Действие пьесы начинается с того, что старуха Пернсль, мать богобоязненного Оргона, грубо и несправедливо (это ясно зрителю) бранит всех в доме своего сына, и она-то является первой защитницей Тартюфа. С ней спорят все присутствующие на сцене. Старуха никого не хочет слушать и твердит одно: что Тартюф – чистейшая душа. Служанка Дорина, самое благоразумное лицо пьесы, с мудрым простосердечием вскрывает противоестественную сущность проповедей Тартюфа:

Когда послушаешь его нравоученье,

То, как пи поступи, все будет преступленье…

Мольер помнит главный принцип своей эстетической программы: поучать развлекая. Он смешит зрителя, прибегает иногда к приемам обнаженной клоунады. Полон комического эффекта диалог между Оргоном и служанкой Дориной:

«Как Тартюф?» – «Две куропатки съел и съел бараний зад». – «Ах, бедный!» – «Проспал всю ночь, не ведая тревог». – «Ах, бедный!» – «Бутыль он осушил до дна». – «Ах, бедный!» И т. д. Иное сообщает Дорина о жене Оргона: «У барыни позавчера был сильный жар…» – «Ну, а Тартюф?» – «У ней была тоска». – «Ну, а Тартюф?» – «Она совсем и не уснула». – «Ну, а Тартюф?» И т. д.

Сущность проповедей Тартюфа предстает зрителю в комических признаниях простоватого Оргона, когда он с благочестивым восторгом рассказывает о своих чувствах, порождаемых проповедями Тартюфа, и ему невдомек, что чувства эти бесчеловечны по существу:

Кто следует ему, вкушает мир блаженный, И мерзость для него – все твари во вселенной, Я становлюсь другим от этих с ним бесед; Он всех мирских прилеп во мне стирает след И делает меня чужим всему на свете…

Реплика Клеанта, с ужасом слушающего восторженные речи Оргона, обманутого, ослепленного «благочестием» Тартюфа, полна глубочайшей иронии: Как человечно то, что он преподает!

Тартюф покорил Оргона своим мнимым благочестием, показным самоунижением – давним оружием монахов-лицемеров. Не обходится здесь и без фарсового (внешнего) комизма. Таков, например, нижеследующий рассказ о подвижничестве Тартюфа:

Намедни он себя жестоко упрекал

За то, что изловил блоху, когда молился,

И, щелкая ее, не в меру горячился.

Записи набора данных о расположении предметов
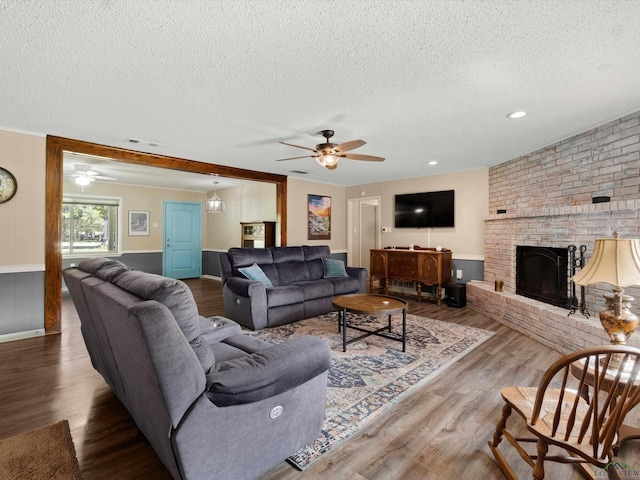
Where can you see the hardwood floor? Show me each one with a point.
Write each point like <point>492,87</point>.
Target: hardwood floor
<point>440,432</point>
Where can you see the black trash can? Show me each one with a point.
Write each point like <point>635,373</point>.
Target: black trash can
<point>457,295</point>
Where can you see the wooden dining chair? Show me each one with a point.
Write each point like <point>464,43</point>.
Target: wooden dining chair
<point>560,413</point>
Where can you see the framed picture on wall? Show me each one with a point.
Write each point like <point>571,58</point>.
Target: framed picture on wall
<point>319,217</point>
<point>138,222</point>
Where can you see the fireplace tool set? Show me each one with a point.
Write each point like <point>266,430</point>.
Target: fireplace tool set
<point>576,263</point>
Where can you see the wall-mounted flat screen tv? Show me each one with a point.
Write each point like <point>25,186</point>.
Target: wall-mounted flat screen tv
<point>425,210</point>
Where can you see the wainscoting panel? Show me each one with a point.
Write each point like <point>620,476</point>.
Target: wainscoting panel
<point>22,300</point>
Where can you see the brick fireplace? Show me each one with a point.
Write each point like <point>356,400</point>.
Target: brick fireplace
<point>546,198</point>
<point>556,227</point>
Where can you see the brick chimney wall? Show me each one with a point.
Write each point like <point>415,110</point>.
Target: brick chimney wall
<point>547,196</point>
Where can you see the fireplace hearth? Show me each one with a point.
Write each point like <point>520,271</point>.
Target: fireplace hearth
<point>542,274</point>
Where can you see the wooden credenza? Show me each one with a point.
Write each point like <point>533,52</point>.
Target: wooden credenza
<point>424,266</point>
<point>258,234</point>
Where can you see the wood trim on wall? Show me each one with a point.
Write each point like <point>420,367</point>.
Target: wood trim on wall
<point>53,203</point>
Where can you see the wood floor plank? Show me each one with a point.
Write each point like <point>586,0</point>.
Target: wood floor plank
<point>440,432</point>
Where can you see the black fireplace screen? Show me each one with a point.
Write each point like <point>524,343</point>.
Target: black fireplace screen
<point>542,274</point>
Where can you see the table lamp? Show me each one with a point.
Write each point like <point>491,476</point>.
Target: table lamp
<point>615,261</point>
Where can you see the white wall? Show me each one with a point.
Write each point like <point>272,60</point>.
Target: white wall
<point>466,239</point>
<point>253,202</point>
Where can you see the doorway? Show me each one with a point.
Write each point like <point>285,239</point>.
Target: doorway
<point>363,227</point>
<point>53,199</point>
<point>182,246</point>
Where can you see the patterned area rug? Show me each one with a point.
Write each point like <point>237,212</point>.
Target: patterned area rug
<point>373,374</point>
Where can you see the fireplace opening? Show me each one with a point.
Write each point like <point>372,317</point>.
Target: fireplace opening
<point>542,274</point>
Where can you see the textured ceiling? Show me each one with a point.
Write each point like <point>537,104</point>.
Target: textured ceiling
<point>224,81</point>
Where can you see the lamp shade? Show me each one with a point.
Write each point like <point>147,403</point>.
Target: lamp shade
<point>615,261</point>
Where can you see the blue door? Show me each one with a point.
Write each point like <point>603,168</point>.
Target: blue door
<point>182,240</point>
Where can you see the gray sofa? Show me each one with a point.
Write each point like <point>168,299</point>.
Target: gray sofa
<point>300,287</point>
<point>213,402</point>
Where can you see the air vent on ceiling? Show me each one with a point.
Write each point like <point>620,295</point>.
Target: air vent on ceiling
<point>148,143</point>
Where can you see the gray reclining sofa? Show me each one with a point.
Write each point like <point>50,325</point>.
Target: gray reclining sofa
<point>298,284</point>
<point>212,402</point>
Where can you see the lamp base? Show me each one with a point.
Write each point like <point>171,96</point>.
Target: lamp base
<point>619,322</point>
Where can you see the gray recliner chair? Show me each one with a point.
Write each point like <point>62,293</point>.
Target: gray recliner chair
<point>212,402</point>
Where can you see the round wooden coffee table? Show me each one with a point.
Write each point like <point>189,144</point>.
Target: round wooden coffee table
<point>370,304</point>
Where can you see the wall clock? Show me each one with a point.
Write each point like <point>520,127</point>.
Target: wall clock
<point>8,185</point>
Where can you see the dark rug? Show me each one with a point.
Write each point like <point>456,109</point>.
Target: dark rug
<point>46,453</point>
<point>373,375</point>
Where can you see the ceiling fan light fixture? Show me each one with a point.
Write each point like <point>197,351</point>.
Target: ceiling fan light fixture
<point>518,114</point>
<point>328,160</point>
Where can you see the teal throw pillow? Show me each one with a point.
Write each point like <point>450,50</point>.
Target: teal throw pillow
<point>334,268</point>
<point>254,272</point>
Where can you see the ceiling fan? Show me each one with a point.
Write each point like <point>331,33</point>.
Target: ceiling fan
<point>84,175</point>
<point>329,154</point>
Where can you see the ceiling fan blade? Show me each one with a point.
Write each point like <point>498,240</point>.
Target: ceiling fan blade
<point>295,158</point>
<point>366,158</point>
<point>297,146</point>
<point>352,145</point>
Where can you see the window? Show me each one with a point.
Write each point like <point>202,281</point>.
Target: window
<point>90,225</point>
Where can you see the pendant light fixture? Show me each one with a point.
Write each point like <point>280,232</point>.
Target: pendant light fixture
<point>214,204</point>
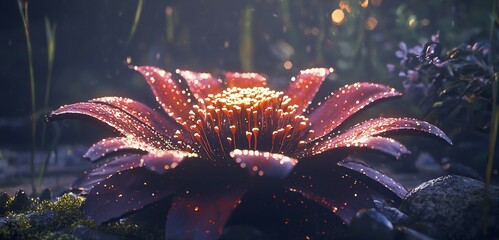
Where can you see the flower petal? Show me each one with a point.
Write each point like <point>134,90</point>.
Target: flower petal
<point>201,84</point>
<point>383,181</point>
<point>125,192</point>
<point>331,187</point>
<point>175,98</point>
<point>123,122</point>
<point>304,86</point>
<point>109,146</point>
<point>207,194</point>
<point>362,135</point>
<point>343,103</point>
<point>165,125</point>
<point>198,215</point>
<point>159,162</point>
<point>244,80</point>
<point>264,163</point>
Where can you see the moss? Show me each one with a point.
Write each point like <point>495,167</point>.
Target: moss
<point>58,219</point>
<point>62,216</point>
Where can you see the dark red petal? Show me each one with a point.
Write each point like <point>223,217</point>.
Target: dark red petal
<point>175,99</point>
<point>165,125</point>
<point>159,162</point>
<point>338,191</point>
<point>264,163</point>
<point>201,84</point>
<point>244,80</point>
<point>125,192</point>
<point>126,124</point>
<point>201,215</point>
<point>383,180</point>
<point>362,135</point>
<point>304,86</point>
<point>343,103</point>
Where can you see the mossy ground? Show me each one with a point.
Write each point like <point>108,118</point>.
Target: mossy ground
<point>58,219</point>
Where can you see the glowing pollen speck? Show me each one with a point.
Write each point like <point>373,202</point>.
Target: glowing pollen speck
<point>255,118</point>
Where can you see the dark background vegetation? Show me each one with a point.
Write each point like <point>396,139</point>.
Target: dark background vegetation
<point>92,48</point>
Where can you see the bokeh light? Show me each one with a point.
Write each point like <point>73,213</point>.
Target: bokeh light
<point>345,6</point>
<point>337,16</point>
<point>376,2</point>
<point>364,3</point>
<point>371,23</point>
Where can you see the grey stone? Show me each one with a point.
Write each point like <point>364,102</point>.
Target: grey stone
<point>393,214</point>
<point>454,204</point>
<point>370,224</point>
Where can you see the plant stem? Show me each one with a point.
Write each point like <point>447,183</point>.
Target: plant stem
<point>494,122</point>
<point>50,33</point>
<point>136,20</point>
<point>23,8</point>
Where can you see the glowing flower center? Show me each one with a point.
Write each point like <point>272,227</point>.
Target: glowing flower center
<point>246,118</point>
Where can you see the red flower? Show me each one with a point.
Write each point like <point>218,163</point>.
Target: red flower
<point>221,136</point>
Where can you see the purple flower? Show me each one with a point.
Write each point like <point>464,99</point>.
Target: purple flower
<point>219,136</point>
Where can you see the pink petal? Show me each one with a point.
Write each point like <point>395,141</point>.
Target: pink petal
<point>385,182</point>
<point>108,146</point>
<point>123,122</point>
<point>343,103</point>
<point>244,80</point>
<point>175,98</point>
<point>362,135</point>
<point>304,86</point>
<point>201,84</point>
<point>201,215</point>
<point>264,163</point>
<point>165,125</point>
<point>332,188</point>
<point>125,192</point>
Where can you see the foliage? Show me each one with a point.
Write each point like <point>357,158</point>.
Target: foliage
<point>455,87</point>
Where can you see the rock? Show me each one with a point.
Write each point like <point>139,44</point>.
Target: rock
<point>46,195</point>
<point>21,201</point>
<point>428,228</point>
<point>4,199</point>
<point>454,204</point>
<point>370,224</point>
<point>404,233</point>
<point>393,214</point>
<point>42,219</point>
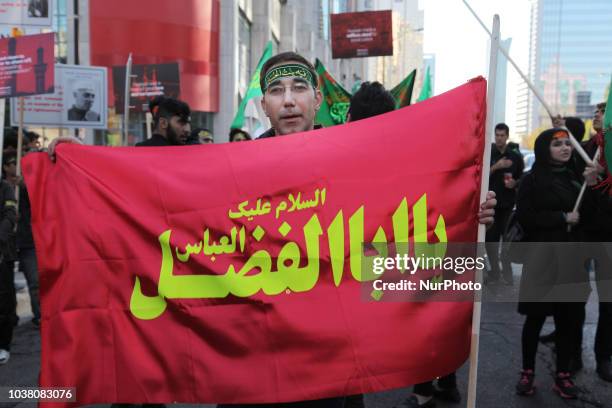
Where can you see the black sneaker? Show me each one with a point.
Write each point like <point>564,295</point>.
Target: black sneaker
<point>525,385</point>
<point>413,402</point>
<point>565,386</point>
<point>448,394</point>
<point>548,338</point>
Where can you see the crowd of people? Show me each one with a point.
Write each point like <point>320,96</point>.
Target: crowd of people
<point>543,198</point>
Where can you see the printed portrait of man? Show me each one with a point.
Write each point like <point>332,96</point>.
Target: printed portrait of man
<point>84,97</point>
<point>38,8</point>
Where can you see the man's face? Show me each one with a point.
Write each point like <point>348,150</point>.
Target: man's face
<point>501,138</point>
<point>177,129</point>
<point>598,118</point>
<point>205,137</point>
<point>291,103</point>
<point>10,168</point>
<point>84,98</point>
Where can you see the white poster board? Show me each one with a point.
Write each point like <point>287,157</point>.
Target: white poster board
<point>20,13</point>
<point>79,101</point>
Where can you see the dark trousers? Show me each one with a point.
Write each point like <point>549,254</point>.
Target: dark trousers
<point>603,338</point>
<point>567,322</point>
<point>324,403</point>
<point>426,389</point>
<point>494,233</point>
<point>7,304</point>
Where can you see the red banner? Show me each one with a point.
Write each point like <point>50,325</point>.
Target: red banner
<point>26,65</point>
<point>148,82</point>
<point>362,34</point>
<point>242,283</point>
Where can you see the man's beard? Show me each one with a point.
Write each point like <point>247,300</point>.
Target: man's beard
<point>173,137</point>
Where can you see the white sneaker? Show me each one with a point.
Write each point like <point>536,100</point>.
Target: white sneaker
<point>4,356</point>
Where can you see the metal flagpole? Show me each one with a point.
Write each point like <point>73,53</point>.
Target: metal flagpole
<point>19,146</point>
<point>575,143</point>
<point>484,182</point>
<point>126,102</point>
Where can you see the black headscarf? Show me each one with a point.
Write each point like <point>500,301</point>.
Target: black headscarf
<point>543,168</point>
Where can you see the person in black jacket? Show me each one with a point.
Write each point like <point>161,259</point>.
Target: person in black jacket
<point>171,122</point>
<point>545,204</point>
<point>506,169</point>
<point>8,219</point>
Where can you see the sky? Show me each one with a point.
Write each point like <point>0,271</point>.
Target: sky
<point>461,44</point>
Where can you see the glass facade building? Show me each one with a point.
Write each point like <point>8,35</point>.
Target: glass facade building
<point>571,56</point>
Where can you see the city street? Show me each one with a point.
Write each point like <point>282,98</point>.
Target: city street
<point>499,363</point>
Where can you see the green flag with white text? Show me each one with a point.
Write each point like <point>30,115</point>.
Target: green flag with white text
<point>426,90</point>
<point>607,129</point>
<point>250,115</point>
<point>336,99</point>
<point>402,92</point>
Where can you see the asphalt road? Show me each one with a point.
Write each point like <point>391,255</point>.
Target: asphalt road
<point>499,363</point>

---

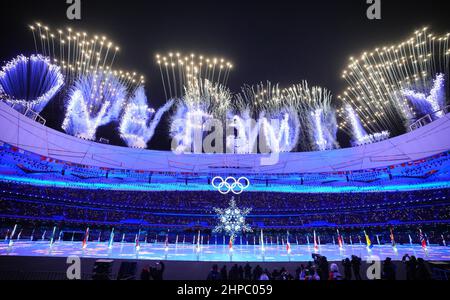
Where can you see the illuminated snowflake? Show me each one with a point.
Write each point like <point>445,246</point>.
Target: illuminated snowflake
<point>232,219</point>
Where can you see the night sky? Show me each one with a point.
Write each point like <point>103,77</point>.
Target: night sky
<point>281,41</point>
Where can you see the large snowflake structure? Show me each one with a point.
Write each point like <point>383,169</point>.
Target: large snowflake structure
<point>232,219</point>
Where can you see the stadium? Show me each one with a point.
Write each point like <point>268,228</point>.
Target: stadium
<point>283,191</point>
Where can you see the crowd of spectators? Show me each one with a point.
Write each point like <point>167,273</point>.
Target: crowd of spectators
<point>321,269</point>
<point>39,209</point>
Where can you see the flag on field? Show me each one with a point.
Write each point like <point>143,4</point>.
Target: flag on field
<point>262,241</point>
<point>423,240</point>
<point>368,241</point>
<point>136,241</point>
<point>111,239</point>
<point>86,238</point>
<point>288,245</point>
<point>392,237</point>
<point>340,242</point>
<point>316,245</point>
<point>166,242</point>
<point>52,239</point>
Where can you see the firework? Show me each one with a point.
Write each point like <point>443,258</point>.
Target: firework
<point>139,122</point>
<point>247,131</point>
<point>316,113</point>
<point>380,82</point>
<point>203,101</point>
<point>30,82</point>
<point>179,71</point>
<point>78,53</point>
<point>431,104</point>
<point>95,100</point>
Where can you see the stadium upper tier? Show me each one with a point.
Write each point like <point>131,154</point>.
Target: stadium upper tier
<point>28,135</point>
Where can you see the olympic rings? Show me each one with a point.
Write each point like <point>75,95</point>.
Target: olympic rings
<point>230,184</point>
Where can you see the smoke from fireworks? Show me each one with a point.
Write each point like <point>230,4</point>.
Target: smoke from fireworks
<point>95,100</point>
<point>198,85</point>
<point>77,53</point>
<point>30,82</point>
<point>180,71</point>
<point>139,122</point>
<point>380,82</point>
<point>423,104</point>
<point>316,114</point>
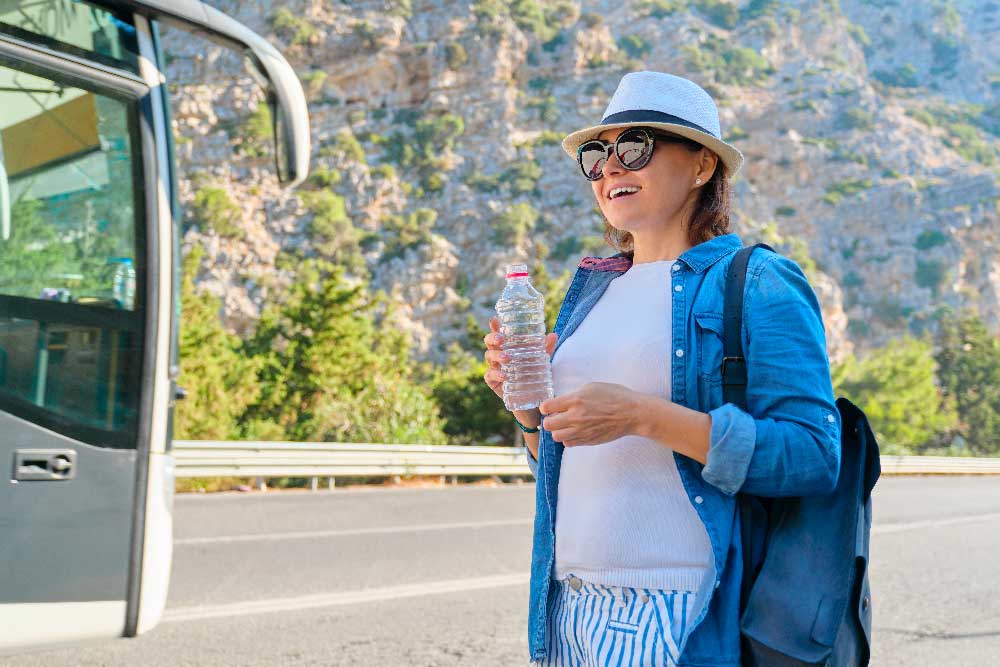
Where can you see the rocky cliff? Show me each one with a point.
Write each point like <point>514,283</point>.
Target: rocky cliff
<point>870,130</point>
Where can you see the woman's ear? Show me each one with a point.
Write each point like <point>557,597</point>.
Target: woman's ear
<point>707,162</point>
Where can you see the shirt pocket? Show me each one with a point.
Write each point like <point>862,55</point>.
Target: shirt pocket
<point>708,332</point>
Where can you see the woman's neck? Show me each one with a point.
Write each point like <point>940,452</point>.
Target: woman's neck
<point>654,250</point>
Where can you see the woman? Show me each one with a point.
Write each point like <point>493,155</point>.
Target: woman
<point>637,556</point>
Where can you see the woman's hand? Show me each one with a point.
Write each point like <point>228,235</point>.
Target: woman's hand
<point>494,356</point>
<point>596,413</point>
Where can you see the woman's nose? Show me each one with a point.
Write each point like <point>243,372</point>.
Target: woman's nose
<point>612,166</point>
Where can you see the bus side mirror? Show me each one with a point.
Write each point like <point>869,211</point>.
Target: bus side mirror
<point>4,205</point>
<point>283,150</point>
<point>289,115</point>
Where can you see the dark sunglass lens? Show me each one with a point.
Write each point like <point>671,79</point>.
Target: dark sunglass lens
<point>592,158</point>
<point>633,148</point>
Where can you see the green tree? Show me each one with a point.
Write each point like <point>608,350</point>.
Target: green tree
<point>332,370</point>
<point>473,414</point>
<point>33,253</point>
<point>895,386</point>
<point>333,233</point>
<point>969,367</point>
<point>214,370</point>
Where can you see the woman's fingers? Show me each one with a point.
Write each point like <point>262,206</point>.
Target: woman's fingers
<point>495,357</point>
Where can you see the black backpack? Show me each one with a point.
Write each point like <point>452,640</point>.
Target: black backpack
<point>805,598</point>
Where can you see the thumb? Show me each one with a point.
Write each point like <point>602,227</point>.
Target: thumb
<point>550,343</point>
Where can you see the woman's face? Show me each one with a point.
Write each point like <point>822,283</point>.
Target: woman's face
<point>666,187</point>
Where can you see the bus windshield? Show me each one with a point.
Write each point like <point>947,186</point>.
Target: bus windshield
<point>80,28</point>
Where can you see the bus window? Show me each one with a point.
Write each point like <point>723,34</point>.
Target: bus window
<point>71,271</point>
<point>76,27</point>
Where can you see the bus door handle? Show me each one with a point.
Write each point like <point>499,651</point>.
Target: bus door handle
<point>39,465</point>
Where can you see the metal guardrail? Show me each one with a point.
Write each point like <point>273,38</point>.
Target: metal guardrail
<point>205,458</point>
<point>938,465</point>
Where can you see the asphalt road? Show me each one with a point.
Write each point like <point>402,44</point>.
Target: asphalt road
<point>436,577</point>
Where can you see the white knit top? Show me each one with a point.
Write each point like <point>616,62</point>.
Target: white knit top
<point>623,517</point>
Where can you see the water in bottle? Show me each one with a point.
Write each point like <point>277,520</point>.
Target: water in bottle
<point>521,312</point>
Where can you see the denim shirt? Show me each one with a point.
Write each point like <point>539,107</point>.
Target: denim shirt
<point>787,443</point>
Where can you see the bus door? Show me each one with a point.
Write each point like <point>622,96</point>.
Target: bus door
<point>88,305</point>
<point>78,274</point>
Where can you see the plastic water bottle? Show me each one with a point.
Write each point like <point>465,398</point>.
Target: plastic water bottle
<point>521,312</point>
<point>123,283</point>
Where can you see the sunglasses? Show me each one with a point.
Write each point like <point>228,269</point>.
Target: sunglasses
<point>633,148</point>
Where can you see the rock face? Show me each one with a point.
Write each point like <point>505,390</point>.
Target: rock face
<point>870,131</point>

Условия задания:
#1 Выведите без изменений отрывок из текста о «Тартюфе»: начните со слов «Сущность проповедей Тартюфа предстает» и остановитесь после слов «что он преподает!».
#2 Ответьте по тексту о «Тартюфе» на вопросы:
(а) Кем старуха Пернсль приходится Оргону?
(б) Какой главный принцип своей эстетической программы помнит Мольер?
(в) Что, по словам Дорины, съел Тартюф?
#3 Перескажите короче или в виде списка абзац текста о «Тартюфе», который начинается словами «Действие пьесы начинается», сохранив главные факты.
Листинг для этой работы не нужен.

Ответы по порядку:
#1
Сущность проповедей Тартюфа предстает зрителю в комических признаниях простоватого Оргона, когда он с благочестивым восторгом рассказывает о своих чувствах, порождаемых проповедями Тартюфа, и ему невдомек, что чувства эти бесчеловечны по существу:

Кто следует ему, вкушает мир блаженный, И мерзость для него – все твари во вселенной, Я становлюсь другим от этих с ним бесед; Он всех мирских прилеп во мне стирает след И делает меня чужим всему на свете…

Реплика Клеанта, с ужасом слушающего восторженные речи Оргона, обманутого, ослепленного «благочестием» Тартюфа, полна глубочайшей иронии: Как человечно то, что он преподает!

#2
(а) Она мать Оргона.
(б) Поучать развлекая.
(в) Две куропатки и бараний зад.

#3
- В начале пьесы старуха Пернсль, мать богобоязненного Оргона, грубо и несправедливо бранит всех в доме сына.
- Она первой встаёт на защиту Тартюфа.
- Все на сцене с ней спорят, но она никого не слушает и повторяет, что Тартюф – чистейшая душа.
- Служанка Дорина, самое благоразумное лицо пьесы, с мудрым простосердечием раскрывает противоестественную суть проповедей Тартюфа.